* _WHAT YOU ARE ASKED TO DO_:
Can you format all the entries below as a numbered list, leaving out any blank lines?

►

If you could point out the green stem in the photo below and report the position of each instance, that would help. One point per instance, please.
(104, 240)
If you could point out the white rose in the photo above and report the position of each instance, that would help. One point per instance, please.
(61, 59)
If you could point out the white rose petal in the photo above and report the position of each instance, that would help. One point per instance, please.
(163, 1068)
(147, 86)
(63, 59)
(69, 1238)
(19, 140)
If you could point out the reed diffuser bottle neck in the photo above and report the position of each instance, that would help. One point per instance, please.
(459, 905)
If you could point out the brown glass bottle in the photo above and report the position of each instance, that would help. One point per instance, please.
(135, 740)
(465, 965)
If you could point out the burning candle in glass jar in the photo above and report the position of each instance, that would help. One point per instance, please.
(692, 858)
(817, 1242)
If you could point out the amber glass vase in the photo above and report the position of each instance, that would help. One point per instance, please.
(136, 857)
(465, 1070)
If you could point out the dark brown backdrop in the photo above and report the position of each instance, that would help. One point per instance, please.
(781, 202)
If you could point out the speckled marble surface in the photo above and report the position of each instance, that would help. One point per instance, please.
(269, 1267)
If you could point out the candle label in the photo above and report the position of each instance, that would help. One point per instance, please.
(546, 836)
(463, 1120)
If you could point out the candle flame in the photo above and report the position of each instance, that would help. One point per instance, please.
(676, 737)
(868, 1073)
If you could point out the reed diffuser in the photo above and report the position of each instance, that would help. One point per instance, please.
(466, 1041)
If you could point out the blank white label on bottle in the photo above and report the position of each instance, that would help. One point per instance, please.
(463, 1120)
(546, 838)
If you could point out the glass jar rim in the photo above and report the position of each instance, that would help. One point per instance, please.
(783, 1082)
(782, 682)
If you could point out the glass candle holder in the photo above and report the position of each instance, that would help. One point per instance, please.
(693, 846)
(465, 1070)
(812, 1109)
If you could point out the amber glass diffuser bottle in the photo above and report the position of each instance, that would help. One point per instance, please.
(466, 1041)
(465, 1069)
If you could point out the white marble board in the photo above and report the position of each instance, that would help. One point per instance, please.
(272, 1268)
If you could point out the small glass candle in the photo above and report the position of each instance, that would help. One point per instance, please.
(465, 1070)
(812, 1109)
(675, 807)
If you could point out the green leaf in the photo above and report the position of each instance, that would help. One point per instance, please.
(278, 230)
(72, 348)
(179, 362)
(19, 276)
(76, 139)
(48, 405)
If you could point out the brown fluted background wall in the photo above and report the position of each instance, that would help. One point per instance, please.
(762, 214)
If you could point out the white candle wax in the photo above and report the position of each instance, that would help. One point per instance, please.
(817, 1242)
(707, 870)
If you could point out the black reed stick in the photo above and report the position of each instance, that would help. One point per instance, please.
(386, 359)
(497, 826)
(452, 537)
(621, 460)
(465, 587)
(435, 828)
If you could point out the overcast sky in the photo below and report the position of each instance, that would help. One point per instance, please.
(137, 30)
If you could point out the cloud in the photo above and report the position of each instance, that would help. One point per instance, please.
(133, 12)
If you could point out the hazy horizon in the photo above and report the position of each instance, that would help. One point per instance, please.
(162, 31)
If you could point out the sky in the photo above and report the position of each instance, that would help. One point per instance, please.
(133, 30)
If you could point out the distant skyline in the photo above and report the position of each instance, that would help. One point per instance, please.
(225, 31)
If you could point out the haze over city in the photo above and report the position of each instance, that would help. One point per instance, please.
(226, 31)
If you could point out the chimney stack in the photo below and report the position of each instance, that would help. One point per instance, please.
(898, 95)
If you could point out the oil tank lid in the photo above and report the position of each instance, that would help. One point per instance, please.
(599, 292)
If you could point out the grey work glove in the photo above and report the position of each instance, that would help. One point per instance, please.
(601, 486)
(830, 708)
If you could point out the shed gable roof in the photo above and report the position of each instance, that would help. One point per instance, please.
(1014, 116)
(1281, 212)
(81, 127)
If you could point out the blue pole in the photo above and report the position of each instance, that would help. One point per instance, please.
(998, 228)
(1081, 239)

◄

* _THE RESPONSE_:
1. If you could point out the green stem in the photo below and report the position of each instance, that would help. One point per instance, please.
2. (104, 240)
3. If you could point out the white rose in the photo above and report the position of each instance, that would help. One point per instance, please.
4. (61, 59)
5. If you could point out the white rose petal in the photo above and report the position of each instance, that would help. One point per instance, please.
6. (163, 1068)
7. (147, 86)
8. (63, 59)
9. (69, 1238)
10. (19, 140)
11. If you could point out the reed diffuser bottle neck in the photo above and report the position of each instance, that would help. One point per instance, please.
12. (459, 905)
13. If you could point out the brown glass bottle in the photo above and report the position of each instance, that would help. One point per instance, please.
14. (135, 740)
15. (465, 965)
16. If you could point out the burning candle in glass jar in the photo above and report the position of each instance, that would help. One point per instance, please.
17. (692, 858)
18. (817, 1242)
19. If you could point out the amber glass vase in the photo above and report the position of each instance, that would help. One point per instance, please.
20. (136, 857)
21. (465, 1070)
22. If you could point out the dark brown backdrop in the photo above and report the position of each instance, that would help. One point per instance, please.
23. (781, 202)
24. If you could point out the speckled marble surface in the photo above and report the position of each instance, that would help. One point per instance, please.
25. (269, 1267)
26. If you could point out the candle label in the photo above and report the position of each instance, that would help. One point per instance, please.
27. (546, 836)
28. (463, 1120)
29. If you could point out the candle flame in the photo above and report the position of each instance, that would help. One point per instance, please.
30. (676, 737)
31. (868, 1073)
32. If you could point out the reed diffuser in the photo above and report the position of each instance, that would help. One point per instance, please.
33. (466, 1041)
34. If you could point out the blank white label on bottle in the photo above and report the position of each instance, that would help. One point per instance, please.
35. (463, 1120)
36. (546, 838)
37. If you could point out the glass jar rim in the photo above and report the position of each instance, that would help. One point per instance, please.
38. (783, 1082)
39. (782, 682)
40. If you could point out the glass candle holder in the photo above and report the position of each instance, that would help. One point per instance, please.
41. (693, 846)
42. (465, 1070)
43. (812, 1109)
44. If you could point out the amber glass diffuser bottle in the photo above and report the position of each instance, that would help. One point per instance, please.
45. (466, 1041)
46. (465, 1069)
47. If you could point out the white marble board in the photo above and report the position of each instance, that would help. One point per instance, please.
48. (272, 1268)
49. If you could point out the small glass candle in the photo above and report the position of each instance, that would help. One point per instance, please.
50. (465, 1070)
51. (812, 1109)
52. (675, 807)
53. If you could point out the green leaf in the photo above and report the position of each instance, that would help. One point per instance, please.
54. (278, 230)
55. (72, 348)
56. (179, 362)
57. (19, 276)
58. (76, 139)
59. (48, 405)
60. If you could point out the brown fluted background wall in the photo above and report the position of each instance, that would help. One point per instance, please.
61. (762, 214)
62. If you could point out the white candle wax in the photo above and report the position of each instance, that would help. One point per instance, please.
63. (817, 1242)
64. (707, 870)
65. If you could point out the black reed stick in the photo above and report the position of each instance, that would help. One point per instance, please.
66. (386, 359)
67. (497, 826)
68. (452, 537)
69. (621, 460)
70. (465, 587)
71. (435, 828)
72. If you could point out the overcast sky in the photo below and report the position of each instance, that would help. One point per instance, please.
73. (137, 30)
74. If you could point out the cloud in the photo above and report the position of each instance, that would help. One point per instance, please.
75. (133, 12)
76. If you could point out the hazy horizon in the photo above and report the position of each instance, that would help. One point per instance, please.
77. (162, 31)
78. If you could point out the sky in the photo above and report the position of each instance, that would help. One point per instance, please.
79. (133, 30)
80. If you could point out the distant skyline in the photo above and report the position of each instance, that would help. One point per instance, please.
81. (225, 31)
82. If you could point out the haze over city in the photo above and report the position of each instance, that would help. One point per instance, please.
83. (226, 31)
84. If you could point out the chimney stack in the photo below and report the position of each instance, that would help. One point per instance, please.
85. (898, 95)
86. If you could point out the oil tank lid in the photo above and report the position of each instance, that would help. One point per instance, please.
87. (599, 292)
88. If you could point out the grey work glove in the photo above and report the position of each instance, that would help. One point per instance, please.
89. (601, 486)
90. (830, 708)
91. If you could point out the shed gable roof in the photo above and report the position of each instance, that would help. One point per instance, please.
92. (1014, 116)
93. (1281, 212)
94. (81, 127)
95. If you could point out the blue pole in the photo above and report the position of each instance, that would help. One point per instance, please.
96. (998, 228)
97. (1081, 239)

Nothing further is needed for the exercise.